### Task to carry out
The answer must consist of each line below that holds the word "brown", copied as it stands.

+++++

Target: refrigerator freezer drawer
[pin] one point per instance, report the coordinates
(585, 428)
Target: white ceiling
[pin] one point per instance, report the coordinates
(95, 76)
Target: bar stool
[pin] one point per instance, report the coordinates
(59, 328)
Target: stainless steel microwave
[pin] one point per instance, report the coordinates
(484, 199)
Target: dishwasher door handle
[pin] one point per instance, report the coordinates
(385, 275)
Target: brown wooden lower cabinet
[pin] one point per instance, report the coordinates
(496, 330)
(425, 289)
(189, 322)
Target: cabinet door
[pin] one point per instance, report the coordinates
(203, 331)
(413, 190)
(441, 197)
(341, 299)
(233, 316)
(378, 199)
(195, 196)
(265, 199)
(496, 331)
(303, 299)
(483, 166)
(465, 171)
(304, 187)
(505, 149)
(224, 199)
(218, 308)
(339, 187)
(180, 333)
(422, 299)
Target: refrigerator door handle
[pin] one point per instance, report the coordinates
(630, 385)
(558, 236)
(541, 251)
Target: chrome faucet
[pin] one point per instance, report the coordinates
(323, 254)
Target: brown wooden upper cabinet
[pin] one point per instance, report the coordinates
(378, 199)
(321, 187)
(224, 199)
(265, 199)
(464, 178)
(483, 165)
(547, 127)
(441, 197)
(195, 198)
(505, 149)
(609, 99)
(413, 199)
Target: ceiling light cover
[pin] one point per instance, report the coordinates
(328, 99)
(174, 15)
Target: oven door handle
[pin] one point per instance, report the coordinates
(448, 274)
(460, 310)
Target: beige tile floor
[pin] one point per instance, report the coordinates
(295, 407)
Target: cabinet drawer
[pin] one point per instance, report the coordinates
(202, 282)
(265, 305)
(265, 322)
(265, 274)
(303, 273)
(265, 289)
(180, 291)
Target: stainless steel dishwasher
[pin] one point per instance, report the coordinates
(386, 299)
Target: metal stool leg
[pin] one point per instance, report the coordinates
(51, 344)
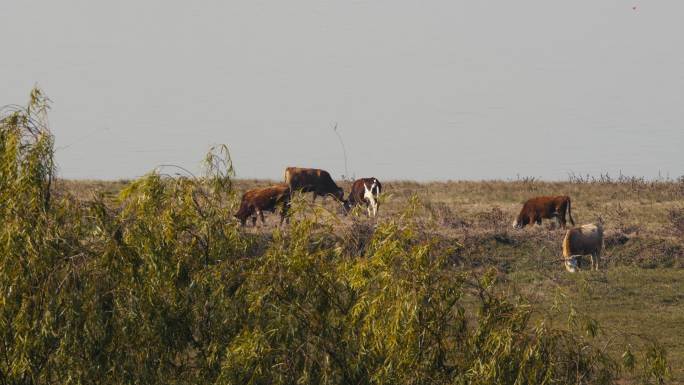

+++++

### Task answer
Target: brown wooden lower cabinet
Target: brown wooden upper cabinet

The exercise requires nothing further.